**PROBLEM REQUIREMENTS**
Reproduce nothing but the lines from the one with "segment <item>lioness hind leg</item>" down to the last line of the data below.

·····

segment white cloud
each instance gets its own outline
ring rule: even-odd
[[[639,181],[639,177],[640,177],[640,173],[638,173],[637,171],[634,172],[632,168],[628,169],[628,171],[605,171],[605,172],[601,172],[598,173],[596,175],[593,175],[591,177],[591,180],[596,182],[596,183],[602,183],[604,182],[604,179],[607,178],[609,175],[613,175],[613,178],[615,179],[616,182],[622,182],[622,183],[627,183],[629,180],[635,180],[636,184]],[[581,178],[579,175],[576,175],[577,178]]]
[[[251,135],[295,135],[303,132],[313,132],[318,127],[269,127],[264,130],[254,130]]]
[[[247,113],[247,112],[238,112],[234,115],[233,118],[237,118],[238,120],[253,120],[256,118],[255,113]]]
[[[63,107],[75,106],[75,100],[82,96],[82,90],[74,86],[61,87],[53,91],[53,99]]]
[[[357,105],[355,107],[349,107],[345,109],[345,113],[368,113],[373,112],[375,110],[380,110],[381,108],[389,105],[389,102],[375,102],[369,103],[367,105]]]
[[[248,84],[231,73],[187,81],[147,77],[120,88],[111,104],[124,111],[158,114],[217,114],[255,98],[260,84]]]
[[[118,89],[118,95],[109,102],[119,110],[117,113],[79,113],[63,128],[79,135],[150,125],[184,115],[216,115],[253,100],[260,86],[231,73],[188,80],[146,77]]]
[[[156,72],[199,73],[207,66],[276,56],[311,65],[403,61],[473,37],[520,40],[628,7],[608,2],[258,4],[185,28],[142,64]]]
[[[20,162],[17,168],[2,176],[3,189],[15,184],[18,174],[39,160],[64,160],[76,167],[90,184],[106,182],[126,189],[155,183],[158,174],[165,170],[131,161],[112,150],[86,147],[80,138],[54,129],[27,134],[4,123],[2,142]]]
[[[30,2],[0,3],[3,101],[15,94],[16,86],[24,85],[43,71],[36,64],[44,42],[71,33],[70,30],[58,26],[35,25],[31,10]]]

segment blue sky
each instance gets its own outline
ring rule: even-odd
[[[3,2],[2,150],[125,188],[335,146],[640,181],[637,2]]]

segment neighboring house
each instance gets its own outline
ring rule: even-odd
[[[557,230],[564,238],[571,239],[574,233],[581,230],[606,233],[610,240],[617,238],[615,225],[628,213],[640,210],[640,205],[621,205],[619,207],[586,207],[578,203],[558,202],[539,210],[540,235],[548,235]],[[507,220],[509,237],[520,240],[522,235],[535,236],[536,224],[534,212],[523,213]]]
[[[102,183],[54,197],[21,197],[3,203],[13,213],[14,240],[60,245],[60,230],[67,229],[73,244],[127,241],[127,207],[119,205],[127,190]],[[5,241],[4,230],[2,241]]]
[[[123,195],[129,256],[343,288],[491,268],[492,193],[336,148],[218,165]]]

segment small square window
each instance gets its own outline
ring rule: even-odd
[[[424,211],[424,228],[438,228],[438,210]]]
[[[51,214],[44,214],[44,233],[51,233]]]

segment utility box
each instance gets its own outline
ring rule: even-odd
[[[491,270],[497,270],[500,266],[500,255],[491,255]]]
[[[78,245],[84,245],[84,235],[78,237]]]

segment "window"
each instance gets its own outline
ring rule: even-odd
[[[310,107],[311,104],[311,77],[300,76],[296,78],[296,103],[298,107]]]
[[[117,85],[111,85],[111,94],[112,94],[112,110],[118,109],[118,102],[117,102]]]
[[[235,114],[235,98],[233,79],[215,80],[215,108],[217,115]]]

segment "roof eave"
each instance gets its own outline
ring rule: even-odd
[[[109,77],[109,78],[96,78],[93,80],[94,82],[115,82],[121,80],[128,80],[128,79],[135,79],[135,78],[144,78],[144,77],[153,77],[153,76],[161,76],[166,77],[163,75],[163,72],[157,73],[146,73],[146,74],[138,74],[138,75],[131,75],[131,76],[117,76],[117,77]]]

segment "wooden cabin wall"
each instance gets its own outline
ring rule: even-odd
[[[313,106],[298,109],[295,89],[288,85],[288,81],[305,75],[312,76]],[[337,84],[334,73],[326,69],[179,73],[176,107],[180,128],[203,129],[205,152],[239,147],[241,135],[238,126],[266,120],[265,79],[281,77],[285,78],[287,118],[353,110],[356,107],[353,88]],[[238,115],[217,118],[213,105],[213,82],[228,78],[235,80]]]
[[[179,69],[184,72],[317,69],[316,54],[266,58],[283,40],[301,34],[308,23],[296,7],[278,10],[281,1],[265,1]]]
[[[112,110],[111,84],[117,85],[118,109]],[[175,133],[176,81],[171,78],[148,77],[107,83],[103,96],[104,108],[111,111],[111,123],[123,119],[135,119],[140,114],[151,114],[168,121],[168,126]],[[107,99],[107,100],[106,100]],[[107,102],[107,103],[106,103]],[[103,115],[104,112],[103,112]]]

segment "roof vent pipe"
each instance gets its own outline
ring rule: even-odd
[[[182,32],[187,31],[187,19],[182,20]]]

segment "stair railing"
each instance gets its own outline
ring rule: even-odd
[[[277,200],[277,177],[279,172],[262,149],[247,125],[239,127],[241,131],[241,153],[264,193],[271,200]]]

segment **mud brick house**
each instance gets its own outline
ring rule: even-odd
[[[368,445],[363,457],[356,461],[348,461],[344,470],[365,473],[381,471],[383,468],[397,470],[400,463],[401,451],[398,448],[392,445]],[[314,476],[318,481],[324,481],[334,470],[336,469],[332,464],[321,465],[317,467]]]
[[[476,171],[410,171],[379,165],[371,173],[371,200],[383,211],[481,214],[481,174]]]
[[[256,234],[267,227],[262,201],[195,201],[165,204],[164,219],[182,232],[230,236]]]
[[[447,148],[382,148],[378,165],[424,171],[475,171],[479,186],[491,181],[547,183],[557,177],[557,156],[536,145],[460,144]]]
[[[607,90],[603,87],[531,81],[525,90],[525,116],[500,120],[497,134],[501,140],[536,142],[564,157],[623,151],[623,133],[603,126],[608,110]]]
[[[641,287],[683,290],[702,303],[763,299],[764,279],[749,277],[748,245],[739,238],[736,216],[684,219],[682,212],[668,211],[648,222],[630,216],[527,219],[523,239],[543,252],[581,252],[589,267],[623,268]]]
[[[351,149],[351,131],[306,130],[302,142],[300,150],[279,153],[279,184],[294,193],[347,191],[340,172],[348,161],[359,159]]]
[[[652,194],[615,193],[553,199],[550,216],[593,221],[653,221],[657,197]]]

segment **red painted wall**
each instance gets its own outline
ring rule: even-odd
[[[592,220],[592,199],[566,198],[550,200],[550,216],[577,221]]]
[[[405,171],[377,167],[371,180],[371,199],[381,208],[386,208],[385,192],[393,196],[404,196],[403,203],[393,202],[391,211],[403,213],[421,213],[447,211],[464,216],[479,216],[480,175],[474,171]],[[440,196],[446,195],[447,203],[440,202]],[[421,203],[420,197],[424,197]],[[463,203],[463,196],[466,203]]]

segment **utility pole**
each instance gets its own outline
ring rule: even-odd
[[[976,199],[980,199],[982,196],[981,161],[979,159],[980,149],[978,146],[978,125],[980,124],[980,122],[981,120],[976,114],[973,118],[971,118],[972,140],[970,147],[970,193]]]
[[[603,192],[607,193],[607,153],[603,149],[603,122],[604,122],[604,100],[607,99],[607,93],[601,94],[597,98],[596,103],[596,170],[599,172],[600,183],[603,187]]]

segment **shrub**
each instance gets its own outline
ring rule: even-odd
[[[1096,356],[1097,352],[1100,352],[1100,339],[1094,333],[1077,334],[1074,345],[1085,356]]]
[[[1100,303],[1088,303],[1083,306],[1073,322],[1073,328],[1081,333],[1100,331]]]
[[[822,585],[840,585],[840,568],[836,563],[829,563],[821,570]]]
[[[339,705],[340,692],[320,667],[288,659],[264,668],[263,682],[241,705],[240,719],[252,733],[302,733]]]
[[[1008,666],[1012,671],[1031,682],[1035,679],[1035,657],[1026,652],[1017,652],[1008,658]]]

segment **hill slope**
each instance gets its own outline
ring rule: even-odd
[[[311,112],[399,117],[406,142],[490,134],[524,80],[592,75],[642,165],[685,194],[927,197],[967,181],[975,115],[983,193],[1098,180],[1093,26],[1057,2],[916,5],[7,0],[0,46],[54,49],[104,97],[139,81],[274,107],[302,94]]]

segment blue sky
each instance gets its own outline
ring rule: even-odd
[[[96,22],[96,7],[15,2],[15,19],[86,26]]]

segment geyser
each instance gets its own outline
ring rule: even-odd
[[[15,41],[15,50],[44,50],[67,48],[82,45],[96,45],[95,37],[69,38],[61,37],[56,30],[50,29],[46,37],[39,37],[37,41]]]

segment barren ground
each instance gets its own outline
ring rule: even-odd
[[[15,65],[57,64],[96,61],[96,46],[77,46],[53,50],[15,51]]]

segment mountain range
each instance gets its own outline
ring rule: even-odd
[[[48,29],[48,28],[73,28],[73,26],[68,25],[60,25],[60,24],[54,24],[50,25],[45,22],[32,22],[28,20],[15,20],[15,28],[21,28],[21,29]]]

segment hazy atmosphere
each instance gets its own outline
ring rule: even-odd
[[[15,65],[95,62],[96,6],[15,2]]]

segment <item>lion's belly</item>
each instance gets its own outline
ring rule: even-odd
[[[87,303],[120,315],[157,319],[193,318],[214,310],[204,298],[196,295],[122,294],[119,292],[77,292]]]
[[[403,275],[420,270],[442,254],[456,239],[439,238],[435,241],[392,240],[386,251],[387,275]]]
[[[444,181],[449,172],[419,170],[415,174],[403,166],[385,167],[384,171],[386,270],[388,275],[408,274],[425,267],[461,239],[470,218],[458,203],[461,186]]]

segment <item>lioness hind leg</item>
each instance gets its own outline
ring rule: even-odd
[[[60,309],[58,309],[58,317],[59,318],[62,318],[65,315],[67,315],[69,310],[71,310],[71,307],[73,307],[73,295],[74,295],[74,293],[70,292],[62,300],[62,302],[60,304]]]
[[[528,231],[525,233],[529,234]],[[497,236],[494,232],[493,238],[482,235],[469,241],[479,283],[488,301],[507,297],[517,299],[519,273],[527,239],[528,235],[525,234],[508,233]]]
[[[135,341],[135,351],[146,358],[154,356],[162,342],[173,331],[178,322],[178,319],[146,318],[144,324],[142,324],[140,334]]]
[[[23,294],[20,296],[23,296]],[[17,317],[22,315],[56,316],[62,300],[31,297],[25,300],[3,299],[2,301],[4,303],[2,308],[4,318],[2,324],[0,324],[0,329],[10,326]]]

·····

**ANSWER SECTION**
segment <item>lioness hind leg</item>
each instance gets its own outline
ring rule: even-odd
[[[60,309],[58,309],[58,317],[59,318],[62,318],[65,315],[67,315],[69,310],[71,310],[71,307],[73,307],[73,295],[74,295],[74,293],[70,292],[62,300],[62,302],[60,304]]]
[[[528,231],[525,233],[529,234]],[[497,236],[494,232],[493,238],[482,235],[469,241],[479,283],[488,301],[507,297],[517,299],[519,273],[527,239],[528,235],[525,234],[508,233]]]
[[[135,341],[135,351],[146,358],[154,356],[162,342],[173,331],[178,322],[178,319],[146,318],[144,324],[142,324],[140,334]]]
[[[23,294],[20,296],[23,296]],[[17,317],[22,315],[56,316],[62,300],[31,297],[25,300],[3,299],[2,301],[4,303],[2,308],[4,318],[2,324],[0,324],[0,329],[10,326]]]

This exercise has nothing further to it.